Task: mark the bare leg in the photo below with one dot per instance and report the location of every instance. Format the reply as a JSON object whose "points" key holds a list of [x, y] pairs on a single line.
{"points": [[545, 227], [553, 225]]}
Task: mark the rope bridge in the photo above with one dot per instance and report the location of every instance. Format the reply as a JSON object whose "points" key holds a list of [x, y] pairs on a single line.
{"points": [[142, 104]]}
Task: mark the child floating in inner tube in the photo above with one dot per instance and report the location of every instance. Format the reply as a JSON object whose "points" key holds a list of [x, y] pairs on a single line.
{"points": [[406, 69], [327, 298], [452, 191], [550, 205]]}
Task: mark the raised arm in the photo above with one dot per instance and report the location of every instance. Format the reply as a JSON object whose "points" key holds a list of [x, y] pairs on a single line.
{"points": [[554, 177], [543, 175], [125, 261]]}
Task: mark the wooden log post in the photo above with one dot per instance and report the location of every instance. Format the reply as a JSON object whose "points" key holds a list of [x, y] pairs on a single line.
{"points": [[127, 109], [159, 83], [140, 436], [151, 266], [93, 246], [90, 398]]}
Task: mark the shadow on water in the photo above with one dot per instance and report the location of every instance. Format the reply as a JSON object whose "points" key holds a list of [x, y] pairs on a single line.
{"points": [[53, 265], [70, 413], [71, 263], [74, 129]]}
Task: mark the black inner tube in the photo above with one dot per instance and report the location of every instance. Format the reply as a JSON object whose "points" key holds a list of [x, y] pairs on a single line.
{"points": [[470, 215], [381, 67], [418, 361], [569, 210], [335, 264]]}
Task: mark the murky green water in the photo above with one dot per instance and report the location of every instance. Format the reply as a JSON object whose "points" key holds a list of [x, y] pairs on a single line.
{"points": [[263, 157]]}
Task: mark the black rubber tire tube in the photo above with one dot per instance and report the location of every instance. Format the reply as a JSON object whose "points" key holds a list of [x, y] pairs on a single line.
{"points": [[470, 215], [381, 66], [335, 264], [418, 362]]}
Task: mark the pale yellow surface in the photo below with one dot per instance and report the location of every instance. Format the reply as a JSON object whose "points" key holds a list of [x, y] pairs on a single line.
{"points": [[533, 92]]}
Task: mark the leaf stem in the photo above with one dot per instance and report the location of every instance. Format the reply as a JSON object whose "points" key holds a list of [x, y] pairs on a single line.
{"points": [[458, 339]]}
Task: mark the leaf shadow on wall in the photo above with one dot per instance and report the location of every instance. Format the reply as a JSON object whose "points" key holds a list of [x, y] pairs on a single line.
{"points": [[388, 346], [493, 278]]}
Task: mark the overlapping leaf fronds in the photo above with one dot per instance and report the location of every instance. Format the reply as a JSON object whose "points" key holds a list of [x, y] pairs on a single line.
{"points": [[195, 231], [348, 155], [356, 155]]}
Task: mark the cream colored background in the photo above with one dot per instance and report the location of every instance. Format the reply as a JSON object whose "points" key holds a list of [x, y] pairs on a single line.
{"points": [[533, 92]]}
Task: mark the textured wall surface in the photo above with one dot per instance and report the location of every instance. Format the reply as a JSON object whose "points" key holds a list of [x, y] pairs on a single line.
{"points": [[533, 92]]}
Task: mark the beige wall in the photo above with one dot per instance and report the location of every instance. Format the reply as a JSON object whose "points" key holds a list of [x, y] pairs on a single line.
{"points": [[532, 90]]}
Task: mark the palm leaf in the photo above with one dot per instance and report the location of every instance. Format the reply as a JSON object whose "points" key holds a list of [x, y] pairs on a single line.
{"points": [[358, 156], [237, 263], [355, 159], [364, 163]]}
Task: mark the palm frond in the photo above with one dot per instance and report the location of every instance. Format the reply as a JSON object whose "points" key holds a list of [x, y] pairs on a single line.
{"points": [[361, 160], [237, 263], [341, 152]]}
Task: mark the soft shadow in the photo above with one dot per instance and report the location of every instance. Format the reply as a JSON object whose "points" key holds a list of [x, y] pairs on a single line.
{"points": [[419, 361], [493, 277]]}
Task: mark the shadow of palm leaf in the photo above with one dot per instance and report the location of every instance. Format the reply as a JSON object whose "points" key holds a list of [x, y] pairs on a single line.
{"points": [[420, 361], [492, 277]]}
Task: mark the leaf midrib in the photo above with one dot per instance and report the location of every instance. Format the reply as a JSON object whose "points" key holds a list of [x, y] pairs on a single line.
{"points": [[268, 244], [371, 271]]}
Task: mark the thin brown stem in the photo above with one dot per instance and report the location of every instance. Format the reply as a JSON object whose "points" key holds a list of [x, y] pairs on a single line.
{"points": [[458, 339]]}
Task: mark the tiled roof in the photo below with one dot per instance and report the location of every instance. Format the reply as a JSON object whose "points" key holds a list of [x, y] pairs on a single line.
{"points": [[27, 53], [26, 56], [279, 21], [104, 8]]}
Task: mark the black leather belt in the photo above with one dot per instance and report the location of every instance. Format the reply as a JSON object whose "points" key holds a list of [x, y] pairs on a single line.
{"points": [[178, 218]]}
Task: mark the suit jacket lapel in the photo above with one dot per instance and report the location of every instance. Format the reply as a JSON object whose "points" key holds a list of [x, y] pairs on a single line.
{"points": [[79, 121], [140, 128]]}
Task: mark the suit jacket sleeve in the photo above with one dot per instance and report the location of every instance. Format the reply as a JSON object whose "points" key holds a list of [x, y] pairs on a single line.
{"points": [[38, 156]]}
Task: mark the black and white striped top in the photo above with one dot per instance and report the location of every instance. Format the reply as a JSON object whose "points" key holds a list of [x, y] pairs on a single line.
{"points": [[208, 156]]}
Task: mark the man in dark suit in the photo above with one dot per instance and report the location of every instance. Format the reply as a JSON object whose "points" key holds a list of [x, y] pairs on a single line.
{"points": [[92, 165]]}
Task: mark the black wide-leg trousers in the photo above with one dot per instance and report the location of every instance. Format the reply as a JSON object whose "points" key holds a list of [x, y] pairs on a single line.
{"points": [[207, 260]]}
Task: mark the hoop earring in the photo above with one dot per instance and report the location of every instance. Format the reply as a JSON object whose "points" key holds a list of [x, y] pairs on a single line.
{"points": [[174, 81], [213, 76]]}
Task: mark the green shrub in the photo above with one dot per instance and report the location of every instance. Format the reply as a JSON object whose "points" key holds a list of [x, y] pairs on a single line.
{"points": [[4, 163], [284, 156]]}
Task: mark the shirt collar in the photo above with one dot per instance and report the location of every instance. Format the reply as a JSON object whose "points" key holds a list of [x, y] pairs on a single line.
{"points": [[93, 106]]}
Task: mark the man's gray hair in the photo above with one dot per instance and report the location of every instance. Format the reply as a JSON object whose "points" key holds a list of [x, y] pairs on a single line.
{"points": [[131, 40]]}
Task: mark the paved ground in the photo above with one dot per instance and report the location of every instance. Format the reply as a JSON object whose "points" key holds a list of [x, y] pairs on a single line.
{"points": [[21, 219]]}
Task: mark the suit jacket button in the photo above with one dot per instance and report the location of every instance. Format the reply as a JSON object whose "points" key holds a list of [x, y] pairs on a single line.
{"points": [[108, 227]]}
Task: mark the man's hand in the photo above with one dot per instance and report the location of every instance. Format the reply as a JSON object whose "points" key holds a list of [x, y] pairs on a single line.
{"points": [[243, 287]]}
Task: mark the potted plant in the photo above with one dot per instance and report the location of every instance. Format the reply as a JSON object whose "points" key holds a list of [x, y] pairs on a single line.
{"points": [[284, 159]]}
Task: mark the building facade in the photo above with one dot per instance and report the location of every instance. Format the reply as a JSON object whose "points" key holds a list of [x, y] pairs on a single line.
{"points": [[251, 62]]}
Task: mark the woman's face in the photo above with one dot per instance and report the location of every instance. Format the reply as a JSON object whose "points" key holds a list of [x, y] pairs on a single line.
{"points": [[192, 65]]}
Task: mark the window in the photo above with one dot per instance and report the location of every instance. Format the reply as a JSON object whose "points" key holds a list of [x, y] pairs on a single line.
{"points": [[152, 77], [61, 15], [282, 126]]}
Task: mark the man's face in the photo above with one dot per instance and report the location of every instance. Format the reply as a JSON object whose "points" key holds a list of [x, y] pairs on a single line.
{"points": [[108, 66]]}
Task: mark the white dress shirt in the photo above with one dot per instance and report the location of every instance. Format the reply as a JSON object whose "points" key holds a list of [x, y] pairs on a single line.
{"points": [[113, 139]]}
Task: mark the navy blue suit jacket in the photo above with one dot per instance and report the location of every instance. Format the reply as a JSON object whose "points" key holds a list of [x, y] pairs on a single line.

__Written problem__: Give again only the lines starting at the one that contains "Task: mark the man's hand" and running to the end of the data.

__The output__:
Task: mark the man's hand in the photo above with one dot per instance and report the location of every instance. Format the reply as a JSON object whose "points" key holds a list of [x, y] pairs on a single line.
{"points": [[243, 287]]}
Task: mark the potted plant in the photo above with one dot per instance and report the location of every instance. Format the reply as a JSON object whose "points" key holds a list of [x, y] pairs on a single line.
{"points": [[284, 159]]}
Task: mark the building facade in the photo above with one dot per instance and report the location of every instance. Format the reply as a JSON object whose "points" key holds a list of [x, y] pairs on a single line.
{"points": [[251, 62]]}
Task: mark the woman's face in the photo above with one dot per instance and report the location of every instance. Format the reply as a JSON object whose "points" key holds a list of [x, y] pairs on a single line.
{"points": [[192, 65]]}
Task: mark the window in the photo above with one dot per instance and report the location of every instance. Format the reply as a JSON object whose "points" key holds a list of [x, y] pairs on a single line.
{"points": [[152, 77], [61, 15], [282, 126]]}
Task: mark the man's face in the photo above with one dot per instance and report the location of every instance. Format the reply as a JSON object whose "points" key holds a list of [x, y] pairs on a single line.
{"points": [[108, 66]]}
Task: mark the white dress shirt in the photo above with one dot per instance and report the location of every instance. Format the reply as a JSON object whose "points" key holds a list of [x, y] pairs on a single line.
{"points": [[113, 139]]}
Task: mark the navy blue suit jacket in the photo above with one dot per instance and report the location of every instance. Format the reply as a JSON object whose "points" key holds a list of [x, y] pairs on a single line.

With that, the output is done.